**Text shown**.
* Start *

Re: Re: Thoughts on credential switching

From: Jim Lieb
Date: Tue Apr 22 2014 - 12:36:06 EST


On Tuesday, April 22, 2014 15:14:33 Boaz Harrosh wrote:
> On 04/22/2014 02:37 PM, Florian Weimer wrote:
> > On 03/27/2014 02:33 PM, Boaz Harrosh wrote:
> >> POSIX or not it just does not have any real programming mining
> >> at all.
> >
> > What do you mean with "mining" in this context?
>
> Sorry I saw this mistake after I posted. I meant "meaning".
>
> What I'm saying is that the mess starts when you are trying
> to keep patching a very wrong API. the POSIX politics aside,
> in regard to user switching (and current directory and etc...)
> this API is plain WRONG. I mean in the mathematical sense wrong.
>
> All these application mess is not the application programmers
> fault. He had to do what he had to do. The mess starts when you
> are trying to keep a mathematical contradiction in your proof.

* End *

Dataset rows showing where objects appear
* Start *

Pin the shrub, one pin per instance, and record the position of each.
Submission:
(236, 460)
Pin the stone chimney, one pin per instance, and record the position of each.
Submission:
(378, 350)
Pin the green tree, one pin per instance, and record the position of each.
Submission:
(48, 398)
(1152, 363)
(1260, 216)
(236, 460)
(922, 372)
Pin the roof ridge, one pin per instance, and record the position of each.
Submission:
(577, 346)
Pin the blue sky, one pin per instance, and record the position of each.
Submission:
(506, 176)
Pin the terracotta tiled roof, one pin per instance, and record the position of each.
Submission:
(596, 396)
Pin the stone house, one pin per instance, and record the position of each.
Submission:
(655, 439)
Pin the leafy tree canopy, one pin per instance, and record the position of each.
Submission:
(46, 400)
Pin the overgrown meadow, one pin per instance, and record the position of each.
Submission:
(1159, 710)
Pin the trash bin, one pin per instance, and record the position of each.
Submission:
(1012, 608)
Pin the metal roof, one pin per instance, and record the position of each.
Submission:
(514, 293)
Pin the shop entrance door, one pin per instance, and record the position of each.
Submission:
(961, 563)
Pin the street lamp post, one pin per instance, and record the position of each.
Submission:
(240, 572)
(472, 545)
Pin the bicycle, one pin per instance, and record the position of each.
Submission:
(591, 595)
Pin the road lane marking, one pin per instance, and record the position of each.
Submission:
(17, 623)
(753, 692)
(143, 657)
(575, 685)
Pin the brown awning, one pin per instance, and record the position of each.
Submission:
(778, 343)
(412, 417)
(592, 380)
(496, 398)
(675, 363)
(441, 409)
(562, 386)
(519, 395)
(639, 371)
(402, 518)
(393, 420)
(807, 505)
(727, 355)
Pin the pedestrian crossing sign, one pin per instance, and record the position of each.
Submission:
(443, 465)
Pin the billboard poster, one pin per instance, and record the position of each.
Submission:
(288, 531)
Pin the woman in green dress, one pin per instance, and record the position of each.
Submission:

* End *

**Set task 1**.
Rewrite the paragraph of the credential-switching post that begins "What I'm saying is" more briefly, keeping its main points.
**Set task 2**.
Repeat the part of the credential-switching post that opens with the words containing "On Tuesday, April" and closes with "in this context?", copying it word for word.

**Task answer 1**.
The mess begins when people keep patching a very wrong API. Setting POSIX politics aside, for user switching, the current directory and similar matters, this API is plainly wrong in the mathematical sense.

**Task answer 2**.
On Tuesday, April 22, 2014 15:14:33 Boaz Harrosh wrote:
> On 04/22/2014 02:37 PM, Florian Weimer wrote:
> > On 03/27/2014 02:33 PM, Boaz Harrosh wrote:
> >> POSIX or not it just does not have any real programming mining
> >> at all.
> >
> > What do you mean with "mining" in this context?